BRIEF - Pictures appear in the records below; write out everything else exactly.
begin ENTRIES
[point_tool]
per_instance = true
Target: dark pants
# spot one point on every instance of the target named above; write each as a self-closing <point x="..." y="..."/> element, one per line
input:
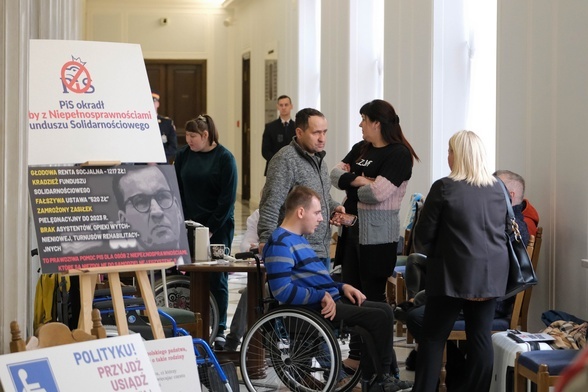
<point x="219" y="281"/>
<point x="440" y="315"/>
<point x="377" y="319"/>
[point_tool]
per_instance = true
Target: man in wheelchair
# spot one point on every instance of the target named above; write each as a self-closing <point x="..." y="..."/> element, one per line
<point x="297" y="277"/>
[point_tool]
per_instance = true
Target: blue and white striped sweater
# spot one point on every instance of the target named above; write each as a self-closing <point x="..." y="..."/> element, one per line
<point x="296" y="275"/>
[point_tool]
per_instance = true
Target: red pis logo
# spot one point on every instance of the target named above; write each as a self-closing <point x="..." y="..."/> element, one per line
<point x="76" y="78"/>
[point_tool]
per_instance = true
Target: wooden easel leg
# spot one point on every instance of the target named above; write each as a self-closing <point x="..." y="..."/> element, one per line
<point x="118" y="303"/>
<point x="87" y="287"/>
<point x="150" y="305"/>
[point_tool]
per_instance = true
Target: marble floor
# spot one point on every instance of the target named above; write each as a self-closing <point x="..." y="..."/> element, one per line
<point x="237" y="281"/>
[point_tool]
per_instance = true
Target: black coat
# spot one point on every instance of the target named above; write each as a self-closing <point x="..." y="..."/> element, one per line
<point x="276" y="136"/>
<point x="461" y="229"/>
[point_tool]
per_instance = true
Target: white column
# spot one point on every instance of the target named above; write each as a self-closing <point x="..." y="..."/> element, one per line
<point x="19" y="22"/>
<point x="351" y="69"/>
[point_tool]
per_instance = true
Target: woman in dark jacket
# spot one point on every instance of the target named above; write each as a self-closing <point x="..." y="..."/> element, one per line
<point x="461" y="230"/>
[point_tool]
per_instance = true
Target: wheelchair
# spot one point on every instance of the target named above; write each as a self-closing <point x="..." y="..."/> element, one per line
<point x="178" y="296"/>
<point x="295" y="348"/>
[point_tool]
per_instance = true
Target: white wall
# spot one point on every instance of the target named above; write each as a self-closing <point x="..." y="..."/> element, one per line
<point x="541" y="119"/>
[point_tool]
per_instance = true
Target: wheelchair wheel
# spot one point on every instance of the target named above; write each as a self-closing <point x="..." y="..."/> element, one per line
<point x="178" y="296"/>
<point x="290" y="348"/>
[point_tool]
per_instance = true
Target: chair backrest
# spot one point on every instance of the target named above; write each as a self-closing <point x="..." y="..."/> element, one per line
<point x="520" y="310"/>
<point x="408" y="240"/>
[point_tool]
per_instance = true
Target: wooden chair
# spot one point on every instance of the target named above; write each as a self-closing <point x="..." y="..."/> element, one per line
<point x="56" y="334"/>
<point x="518" y="316"/>
<point x="541" y="367"/>
<point x="396" y="285"/>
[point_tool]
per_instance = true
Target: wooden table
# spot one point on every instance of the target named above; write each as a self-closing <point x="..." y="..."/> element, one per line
<point x="200" y="291"/>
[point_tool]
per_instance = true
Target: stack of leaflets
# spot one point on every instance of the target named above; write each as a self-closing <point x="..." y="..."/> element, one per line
<point x="525" y="337"/>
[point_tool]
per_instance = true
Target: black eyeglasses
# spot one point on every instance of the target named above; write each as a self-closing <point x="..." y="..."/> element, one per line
<point x="142" y="202"/>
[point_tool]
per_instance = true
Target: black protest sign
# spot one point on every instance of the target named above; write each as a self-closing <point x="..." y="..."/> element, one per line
<point x="107" y="216"/>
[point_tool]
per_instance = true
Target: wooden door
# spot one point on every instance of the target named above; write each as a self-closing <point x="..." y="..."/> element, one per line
<point x="182" y="86"/>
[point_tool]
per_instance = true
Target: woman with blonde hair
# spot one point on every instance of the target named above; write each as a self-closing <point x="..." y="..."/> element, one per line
<point x="461" y="231"/>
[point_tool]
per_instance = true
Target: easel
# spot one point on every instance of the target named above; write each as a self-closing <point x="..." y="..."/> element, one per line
<point x="88" y="279"/>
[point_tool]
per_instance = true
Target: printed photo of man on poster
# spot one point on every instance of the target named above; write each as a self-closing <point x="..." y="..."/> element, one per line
<point x="146" y="202"/>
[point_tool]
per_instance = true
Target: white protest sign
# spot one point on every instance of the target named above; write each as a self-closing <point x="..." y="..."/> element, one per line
<point x="90" y="101"/>
<point x="113" y="364"/>
<point x="175" y="364"/>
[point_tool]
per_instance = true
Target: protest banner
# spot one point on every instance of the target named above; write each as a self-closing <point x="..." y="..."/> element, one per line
<point x="107" y="216"/>
<point x="90" y="101"/>
<point x="113" y="364"/>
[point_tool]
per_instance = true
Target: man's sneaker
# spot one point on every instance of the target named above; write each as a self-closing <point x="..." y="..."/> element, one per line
<point x="403" y="386"/>
<point x="219" y="342"/>
<point x="411" y="361"/>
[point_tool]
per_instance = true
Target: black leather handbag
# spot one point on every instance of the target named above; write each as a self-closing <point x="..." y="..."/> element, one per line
<point x="521" y="274"/>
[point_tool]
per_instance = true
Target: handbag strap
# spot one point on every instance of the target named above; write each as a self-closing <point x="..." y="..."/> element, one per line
end ENTRIES
REPLY TO THE TASK -
[point_tool]
per_instance = true
Target: dark pants
# spot one point on every instance of the target named above; write each as a self-closing <point x="..." y="..."/> element, one per line
input:
<point x="219" y="281"/>
<point x="440" y="315"/>
<point x="377" y="319"/>
[point_tool]
per_instance = true
Target: man in wheelchair
# spot one point on every instance of the target named above; write each as a self-closing <point x="..." y="..."/> element, one per line
<point x="297" y="277"/>
[point_tool]
per_instance = true
Target: blue and white striped sweater
# spot one point on every instance of the target named above; write each as a self-closing <point x="..." y="..."/> element, one per line
<point x="296" y="275"/>
[point_tool]
per_instance = true
Target: red pis logo
# spot one point on every instance of the target named above; write each as a self-closing <point x="..." y="..."/> element, one per line
<point x="76" y="78"/>
[point_tool]
per_instance = true
Target: wooden easel leg
# spot one point on every instance of the target named above; write each as a self-closing <point x="..." y="..."/> element, one per line
<point x="118" y="303"/>
<point x="87" y="287"/>
<point x="150" y="305"/>
[point_tool]
per_instance = true
Target: marble floor
# spot one point on every instance of the target named above; write each as a self-closing <point x="..." y="..."/> element, one per line
<point x="237" y="281"/>
[point_tool]
per_instance = true
Target: black coat
# spot one point on every instance of the target named above; write each as a self-closing <point x="..." y="..."/> element, one per line
<point x="276" y="136"/>
<point x="461" y="229"/>
[point_tool]
per_instance = true
Target: white column
# spot one point on every instance of the target named above; write each as a self-closing <point x="..." y="..."/> element, one per line
<point x="19" y="22"/>
<point x="351" y="69"/>
[point_tool]
per_instance = true
Target: woman in dark jacket
# spot one point on every instance of the target named above; write each as a self-closing <point x="..." y="..."/> element, one per line
<point x="461" y="230"/>
[point_tool]
per_instance = true
Target: wheelchair
# spot one point on every instance of the target named above; write each as a self-closing <point x="..." y="..."/> element, one per line
<point x="178" y="296"/>
<point x="295" y="348"/>
[point_tool]
per_instance = true
Target: white wall
# spot one point on every instance of the target named above; write each as a self-closing <point x="..." y="..."/> element, one per line
<point x="541" y="119"/>
[point_tool]
per_instance = true
Target: wheelchair wheel
# spot one point on every instance of the target named above; write each as a self-closing <point x="..." y="..."/> element, one per line
<point x="178" y="296"/>
<point x="290" y="348"/>
[point_tool]
per_instance = true
Target: chair backrest
# spot one point on every instance of the target named above; write each as a self-closing <point x="..." y="..."/> element, one per line
<point x="520" y="310"/>
<point x="408" y="240"/>
[point_tool]
per_instance = true
Target: wooden chair
# spot one point on every instance of the target named above; write each as a self-closing <point x="..." y="..."/> element, one per line
<point x="56" y="334"/>
<point x="518" y="316"/>
<point x="541" y="367"/>
<point x="396" y="285"/>
[point_tool]
per_instance = true
Target: wooden table
# spot one point on every instance of the target named above; write each as a self-closing <point x="..." y="..."/> element, one per line
<point x="200" y="291"/>
[point_tool]
per_instance = true
Target: stack of leaflets
# spot one point on every instance of the target named above; write each as a self-closing <point x="..." y="..."/> element, one per line
<point x="525" y="337"/>
[point_tool]
per_instance = true
Target: black eyeglasses
# spot one point on every instance of the target named above; write each as a self-closing <point x="..." y="..."/> element, one per line
<point x="142" y="202"/>
[point_tool]
per_instance = true
Target: black protest sign
# spot one point on every instance of the target named above; write each as a self-closing <point x="..." y="..."/> element, one per line
<point x="107" y="216"/>
[point_tool]
per_instance = true
Target: wooden door
# spot one point on every instance of the target named above; write each as a self-closing <point x="..." y="..."/> element, one per line
<point x="182" y="86"/>
[point_tool]
per_instance = true
Target: woman with blonde hair
# spot one point on every instance of the target named above; write each as a self-closing <point x="..." y="..."/> element, one per line
<point x="461" y="231"/>
[point_tool]
per_instance = true
Target: easel
# spot one point on every instance of the target named above; write each as a self-closing <point x="..." y="..."/> element, one per line
<point x="88" y="279"/>
[point_tool]
per_instance = true
Target: printed photo of man on poster
# spot one point on every instance of the target named above; write each as a self-closing <point x="..." y="..."/> element, one per line
<point x="146" y="202"/>
[point_tool]
per_instance = true
Target: white protest sign
# spot one point on every instance of the target named above; write each as a self-closing <point x="..." y="..."/> element, one per line
<point x="90" y="101"/>
<point x="113" y="364"/>
<point x="175" y="364"/>
[point_tool]
per_instance = true
Target: protest banner
# spot one point on every instance of the target named above; write each as a self-closing <point x="..." y="..."/> element, one per line
<point x="107" y="216"/>
<point x="90" y="101"/>
<point x="113" y="364"/>
[point_tool]
per_instance = true
Target: man's sneaker
# spot one point on every instance of the target named above; write each as a self-closing <point x="..." y="..."/> element, one per line
<point x="403" y="386"/>
<point x="219" y="342"/>
<point x="411" y="361"/>
[point_tool]
per_instance = true
Target: black leather handbag
# spot one point on every instance of the target named above; write each as a self-closing <point x="..." y="..."/> element, one per line
<point x="521" y="274"/>
[point_tool]
per_instance = true
Target: handbag strap
# spot one point on every instance of the target named above; write each as a self-closing <point x="..." y="..."/> element, one per line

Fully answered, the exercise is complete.